### TASK PROMPT
Would you retype exactly the lines from the one containing "Spot overcast sky in this frame." through the last line of the records below, and nothing else?

[Referring expression grounding data]
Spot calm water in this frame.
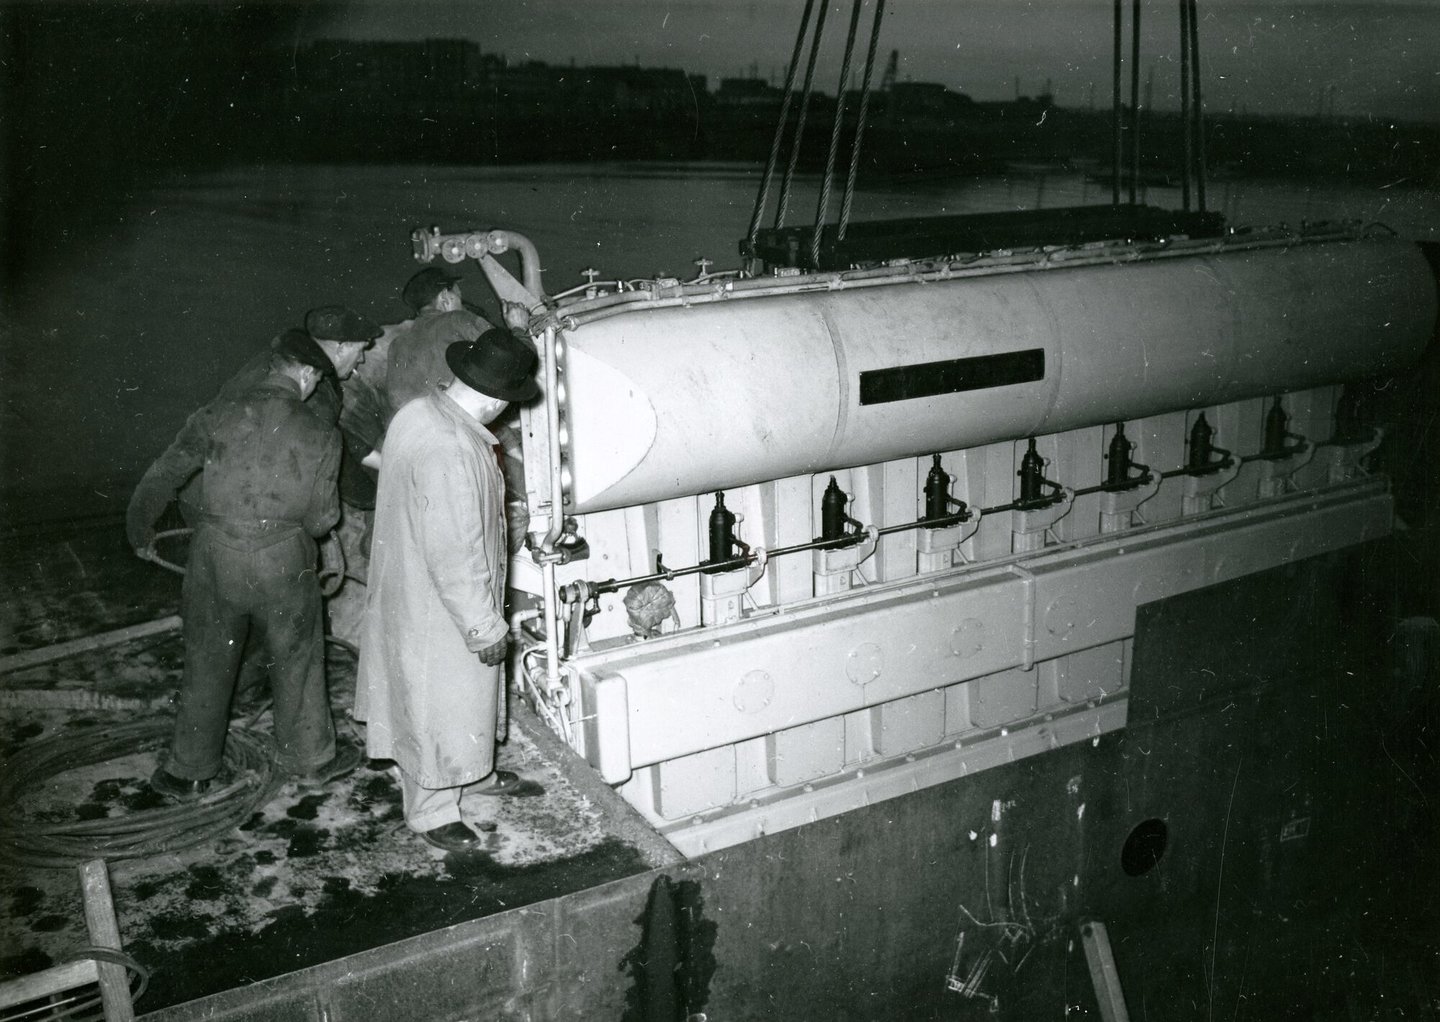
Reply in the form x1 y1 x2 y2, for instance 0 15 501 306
3 162 1437 525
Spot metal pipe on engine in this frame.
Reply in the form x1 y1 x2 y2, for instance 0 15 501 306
539 321 566 695
483 229 545 299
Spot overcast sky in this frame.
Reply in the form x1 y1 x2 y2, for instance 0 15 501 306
315 1 1439 123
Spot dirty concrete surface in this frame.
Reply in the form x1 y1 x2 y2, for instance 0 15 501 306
0 518 657 1012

### ANSWER SPACE
Spot overcast sky in this frame.
Reply in the form x1 y1 x2 y2, for instance 0 15 501 306
315 1 1439 123
Spot dirty concrete surface in this frame.
Reply in the form x1 y1 x2 y2, for instance 0 15 501 306
0 518 657 1012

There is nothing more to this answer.